Entries supplied -
-- Opening Marker --

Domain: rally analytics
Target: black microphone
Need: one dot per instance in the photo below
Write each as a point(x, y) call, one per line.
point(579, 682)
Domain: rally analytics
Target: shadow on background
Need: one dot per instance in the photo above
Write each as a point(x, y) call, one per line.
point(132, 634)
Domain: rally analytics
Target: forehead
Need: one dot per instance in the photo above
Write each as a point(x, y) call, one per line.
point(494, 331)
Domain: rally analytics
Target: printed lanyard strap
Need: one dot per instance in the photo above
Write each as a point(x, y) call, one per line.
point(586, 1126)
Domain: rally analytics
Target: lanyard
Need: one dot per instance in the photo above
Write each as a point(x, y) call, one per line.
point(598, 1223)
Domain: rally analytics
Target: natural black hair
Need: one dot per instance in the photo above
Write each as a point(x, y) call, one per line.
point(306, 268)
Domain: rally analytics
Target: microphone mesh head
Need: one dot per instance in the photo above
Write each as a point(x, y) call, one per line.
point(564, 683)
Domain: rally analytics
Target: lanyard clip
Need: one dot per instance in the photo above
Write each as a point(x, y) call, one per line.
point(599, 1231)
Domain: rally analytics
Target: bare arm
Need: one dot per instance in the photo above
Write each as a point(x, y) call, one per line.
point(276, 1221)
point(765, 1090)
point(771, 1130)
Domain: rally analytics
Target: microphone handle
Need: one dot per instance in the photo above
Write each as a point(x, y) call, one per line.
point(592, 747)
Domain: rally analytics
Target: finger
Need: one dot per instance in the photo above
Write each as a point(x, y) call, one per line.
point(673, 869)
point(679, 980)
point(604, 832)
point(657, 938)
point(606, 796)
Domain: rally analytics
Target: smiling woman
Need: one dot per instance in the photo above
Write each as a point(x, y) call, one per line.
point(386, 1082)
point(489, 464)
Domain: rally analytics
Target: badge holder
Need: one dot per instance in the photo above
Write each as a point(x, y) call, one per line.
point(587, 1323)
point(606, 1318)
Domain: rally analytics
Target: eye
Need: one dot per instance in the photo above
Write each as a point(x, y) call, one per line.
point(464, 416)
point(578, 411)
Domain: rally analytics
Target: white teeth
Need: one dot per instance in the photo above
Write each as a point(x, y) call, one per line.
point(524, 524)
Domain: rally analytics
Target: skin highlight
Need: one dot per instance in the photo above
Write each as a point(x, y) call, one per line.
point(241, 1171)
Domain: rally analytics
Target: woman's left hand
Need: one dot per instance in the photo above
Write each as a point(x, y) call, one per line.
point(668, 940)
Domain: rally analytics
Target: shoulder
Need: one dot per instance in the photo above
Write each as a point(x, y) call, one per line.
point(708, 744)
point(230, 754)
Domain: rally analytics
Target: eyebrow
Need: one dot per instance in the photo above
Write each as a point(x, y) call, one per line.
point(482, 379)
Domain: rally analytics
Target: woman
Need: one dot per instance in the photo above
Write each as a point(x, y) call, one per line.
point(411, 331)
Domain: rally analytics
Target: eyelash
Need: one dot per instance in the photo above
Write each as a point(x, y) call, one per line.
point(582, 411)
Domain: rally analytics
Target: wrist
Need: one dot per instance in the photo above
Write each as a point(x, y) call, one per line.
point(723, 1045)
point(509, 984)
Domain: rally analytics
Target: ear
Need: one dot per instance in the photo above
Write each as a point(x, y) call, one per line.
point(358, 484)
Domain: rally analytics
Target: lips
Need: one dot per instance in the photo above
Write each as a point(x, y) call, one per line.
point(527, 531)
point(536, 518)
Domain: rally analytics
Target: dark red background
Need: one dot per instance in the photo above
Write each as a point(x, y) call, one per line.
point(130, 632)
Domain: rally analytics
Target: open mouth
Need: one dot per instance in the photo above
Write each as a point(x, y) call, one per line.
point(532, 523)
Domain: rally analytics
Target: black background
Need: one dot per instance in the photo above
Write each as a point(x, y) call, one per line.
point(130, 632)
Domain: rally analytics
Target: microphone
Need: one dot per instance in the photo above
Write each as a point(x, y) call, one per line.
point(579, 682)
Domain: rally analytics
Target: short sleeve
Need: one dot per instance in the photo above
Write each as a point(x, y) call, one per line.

-- Closing Marker --

Brief - Your job is to copy out every line from the records above that has the word "woman".

Solution to this exercise -
Target: smiling woman
Target: woman's left hand
Target: woman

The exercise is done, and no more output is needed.